Problem to solve
Give every line of the material again, exactly as written.

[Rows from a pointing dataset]
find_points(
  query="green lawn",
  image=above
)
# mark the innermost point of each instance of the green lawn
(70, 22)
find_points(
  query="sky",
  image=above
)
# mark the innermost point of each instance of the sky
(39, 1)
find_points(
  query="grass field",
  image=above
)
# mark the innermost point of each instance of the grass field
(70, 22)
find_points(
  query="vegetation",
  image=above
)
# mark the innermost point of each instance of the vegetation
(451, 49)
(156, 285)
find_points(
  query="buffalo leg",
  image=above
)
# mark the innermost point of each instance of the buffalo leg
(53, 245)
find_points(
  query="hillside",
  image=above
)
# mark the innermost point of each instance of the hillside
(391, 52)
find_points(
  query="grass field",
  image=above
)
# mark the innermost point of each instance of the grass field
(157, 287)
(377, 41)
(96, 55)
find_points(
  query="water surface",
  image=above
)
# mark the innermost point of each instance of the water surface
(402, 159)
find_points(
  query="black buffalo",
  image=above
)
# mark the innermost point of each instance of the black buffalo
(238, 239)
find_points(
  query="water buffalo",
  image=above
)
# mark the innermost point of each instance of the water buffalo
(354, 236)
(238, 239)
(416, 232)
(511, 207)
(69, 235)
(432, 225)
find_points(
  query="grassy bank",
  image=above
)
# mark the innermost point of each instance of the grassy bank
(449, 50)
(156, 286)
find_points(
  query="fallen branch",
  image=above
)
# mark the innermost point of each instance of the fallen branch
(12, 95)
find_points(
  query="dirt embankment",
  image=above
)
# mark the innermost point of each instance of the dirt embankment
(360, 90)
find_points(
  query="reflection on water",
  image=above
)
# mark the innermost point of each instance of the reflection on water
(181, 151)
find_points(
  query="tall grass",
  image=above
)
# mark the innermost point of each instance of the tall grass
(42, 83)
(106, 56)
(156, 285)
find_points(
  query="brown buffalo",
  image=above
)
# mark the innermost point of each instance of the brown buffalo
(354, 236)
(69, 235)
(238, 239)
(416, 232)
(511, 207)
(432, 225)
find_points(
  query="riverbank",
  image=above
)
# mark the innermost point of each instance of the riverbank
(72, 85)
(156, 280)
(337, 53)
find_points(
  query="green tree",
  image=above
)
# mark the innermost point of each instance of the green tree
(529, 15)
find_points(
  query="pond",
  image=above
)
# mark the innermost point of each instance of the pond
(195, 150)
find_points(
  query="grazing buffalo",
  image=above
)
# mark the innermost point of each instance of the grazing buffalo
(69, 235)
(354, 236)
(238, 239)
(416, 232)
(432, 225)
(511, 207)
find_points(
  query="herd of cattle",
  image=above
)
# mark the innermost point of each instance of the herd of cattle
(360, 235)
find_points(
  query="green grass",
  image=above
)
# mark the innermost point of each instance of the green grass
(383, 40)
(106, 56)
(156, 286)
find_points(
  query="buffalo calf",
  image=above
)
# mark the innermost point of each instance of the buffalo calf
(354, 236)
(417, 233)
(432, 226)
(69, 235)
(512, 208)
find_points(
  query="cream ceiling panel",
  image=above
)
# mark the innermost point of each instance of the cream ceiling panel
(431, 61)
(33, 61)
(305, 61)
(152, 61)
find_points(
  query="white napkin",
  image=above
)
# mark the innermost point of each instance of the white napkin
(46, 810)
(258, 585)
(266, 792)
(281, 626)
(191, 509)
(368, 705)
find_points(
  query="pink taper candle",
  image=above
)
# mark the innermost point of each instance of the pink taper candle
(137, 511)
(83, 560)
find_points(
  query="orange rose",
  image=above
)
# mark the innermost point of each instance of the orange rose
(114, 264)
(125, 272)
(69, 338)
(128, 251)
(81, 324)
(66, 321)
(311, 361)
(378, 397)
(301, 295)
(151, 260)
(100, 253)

Answer below
find_points(
  query="green lawn",
  image=above
)
# mark the innermost point of each instance of the green lawn
(70, 22)
find_points(
  query="sky",
  image=above
)
# mark the innermost point of each instance of the sky
(39, 1)
find_points(
  query="grass field",
  image=above
)
# mark the innermost point of each instance of the grass field
(70, 22)
find_points(
  query="vegetation",
  image=above
)
# mark the innermost point of each instance of the vegetation
(451, 49)
(156, 285)
find_points(
  query="buffalo leg",
  image=above
)
# mark the innermost point of each instance of the buffalo leg
(53, 245)
find_points(
  query="hillside",
  image=above
)
# mark the innermost point of each instance of the hillside
(391, 52)
find_points(
  query="grass field",
  image=above
)
# mark the innermost point of each instance of the grass field
(157, 287)
(377, 41)
(96, 55)
find_points(
  query="water surface",
  image=above
)
# mark the innermost point of each instance of the water surface
(402, 159)
find_points(
  query="black buffalo",
  image=above
)
# mark the innermost point of each instance of the black buffalo
(238, 239)
find_points(
  query="water buffalo",
  image=above
)
# mark the innermost point of each instance of the water buffalo
(354, 236)
(238, 239)
(416, 232)
(511, 207)
(69, 235)
(432, 225)
find_points(
  query="grassy bank",
  image=above
)
# mark the innermost point of each instance of the grassy bank
(449, 50)
(156, 286)
find_points(
  query="fallen branch",
  image=above
)
# mark the innermost point of each instance of the fallen branch
(12, 95)
find_points(
  query="dirt embankment",
  image=above
)
# mark the innermost point of each instance of the dirt embankment
(360, 90)
find_points(
  query="reflection on water",
  image=above
)
# mark the innermost point of each instance of the reflection on water
(181, 151)
find_points(
  query="tall grass",
  image=above
)
# mark the innermost point of each instance of the tall grass
(42, 83)
(106, 56)
(156, 285)
find_points(
  query="brown buffalo",
  image=above
)
# mark the innermost point of each instance of the brown buffalo
(354, 236)
(69, 235)
(238, 239)
(416, 232)
(511, 207)
(432, 225)
find_points(
  query="riverbank",
  image=above
)
# mark the innermost point of each instance of the riverbank
(72, 85)
(156, 280)
(337, 53)
find_points(
  query="green tree",
  image=above
)
# mark the innermost point of each instance of the green tree
(529, 15)
find_points(
  query="pond",
  image=above
)
# mark the innermost point of each instance of the pond
(195, 150)
find_points(
  query="grazing buffalo",
  image=above
)
# mark the innermost point of each instance of the grazing buffalo
(69, 235)
(354, 236)
(238, 239)
(416, 232)
(432, 225)
(511, 207)
find_points(
  query="herd of cattle",
  image=above
)
# mark the innermost point of each instance of the herd of cattle
(360, 235)
find_points(
  query="green grass",
  image=above
)
# mark the innermost point of each instance of the green grass
(383, 40)
(106, 56)
(156, 286)
find_points(
  query="buffalo calf",
  image=above
)
# mark the innermost point of each instance of the buffalo calf
(354, 236)
(417, 233)
(432, 226)
(69, 235)
(512, 208)
find_points(
  query="cream ceiling panel",
  image=above
)
# mark the innermost point of each instance of the cream ceiling panel
(431, 61)
(33, 61)
(305, 61)
(152, 61)
find_points(
  query="white napkin",
  image=above
)
# mark the innermost point of each instance of the white napkin
(46, 810)
(258, 585)
(266, 792)
(281, 626)
(191, 509)
(368, 705)
find_points(
  query="pink taper candle",
  image=above
)
# mark the innermost point of each instance of the pink taper candle
(137, 511)
(83, 560)
find_points(
  query="orange rose",
  image=above
)
# mark the innermost point of each instance of the orange rose
(114, 264)
(125, 272)
(69, 338)
(128, 251)
(81, 324)
(66, 321)
(311, 361)
(378, 397)
(301, 295)
(151, 260)
(100, 253)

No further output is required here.